Count how many lines of the material below contain the word "integer", treating uppercase and lowercase letters as distinct. Give only the number.

___ Exercise data ___

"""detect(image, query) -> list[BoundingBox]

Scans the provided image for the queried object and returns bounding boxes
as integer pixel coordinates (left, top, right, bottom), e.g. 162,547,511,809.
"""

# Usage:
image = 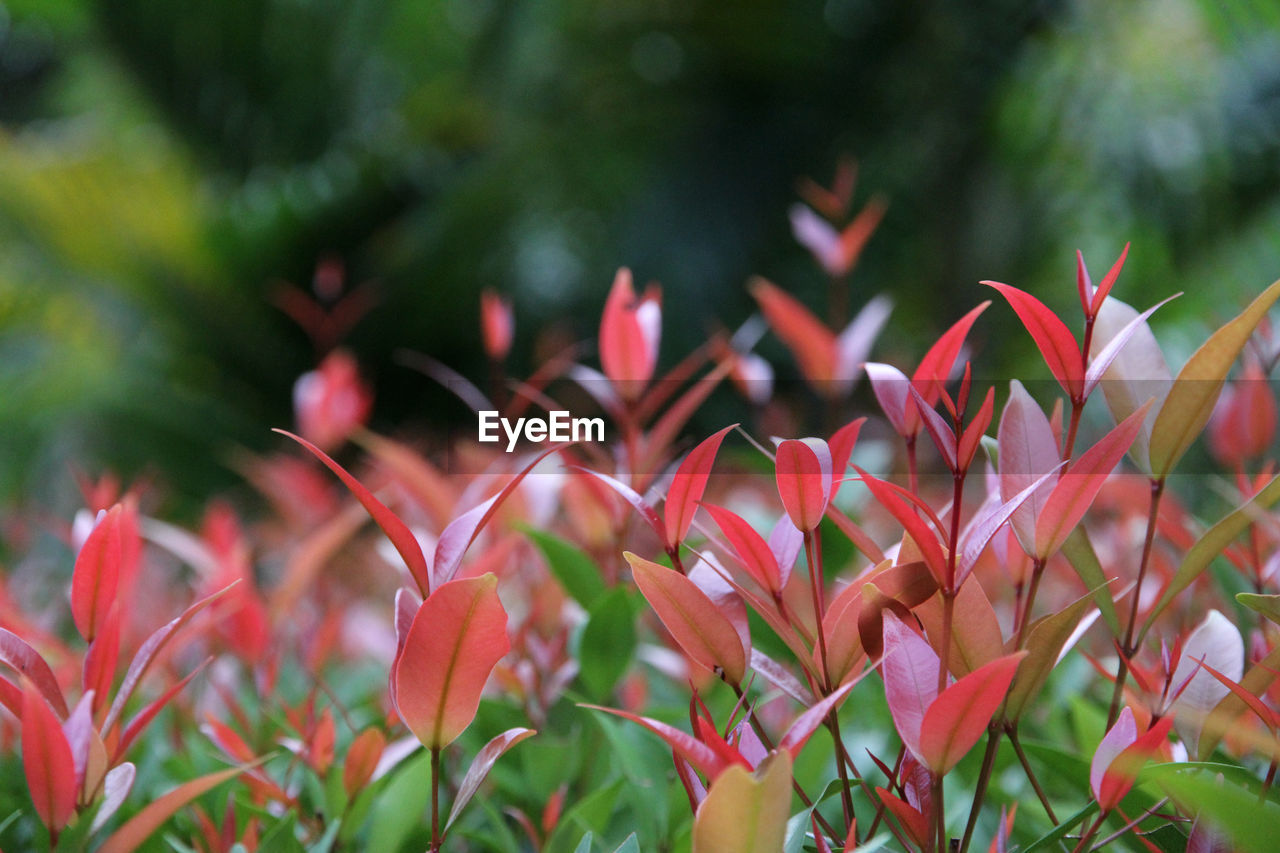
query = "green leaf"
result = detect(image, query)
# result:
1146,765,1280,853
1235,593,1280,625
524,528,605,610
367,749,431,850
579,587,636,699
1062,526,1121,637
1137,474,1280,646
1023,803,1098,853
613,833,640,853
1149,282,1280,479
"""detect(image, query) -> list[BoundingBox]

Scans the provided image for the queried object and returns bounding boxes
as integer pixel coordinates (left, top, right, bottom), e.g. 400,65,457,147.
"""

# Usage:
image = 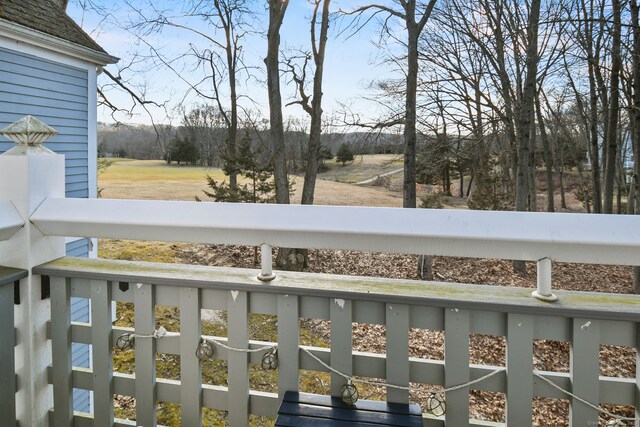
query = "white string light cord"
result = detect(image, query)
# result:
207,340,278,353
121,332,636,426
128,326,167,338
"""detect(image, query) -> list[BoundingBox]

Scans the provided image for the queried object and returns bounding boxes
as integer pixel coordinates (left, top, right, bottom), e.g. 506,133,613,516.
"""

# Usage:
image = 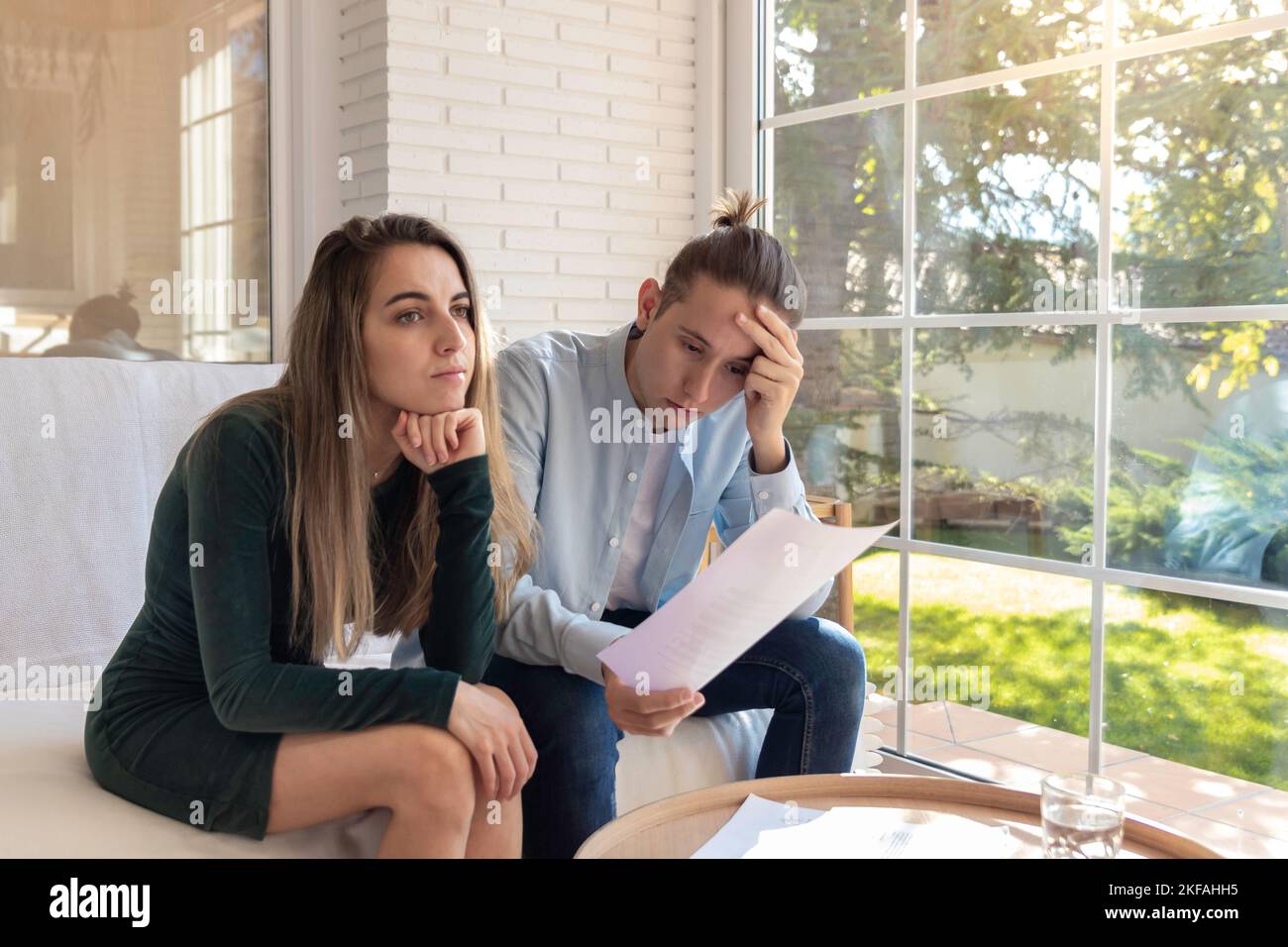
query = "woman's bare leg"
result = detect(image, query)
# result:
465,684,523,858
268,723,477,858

___

**Reply to the task:** 3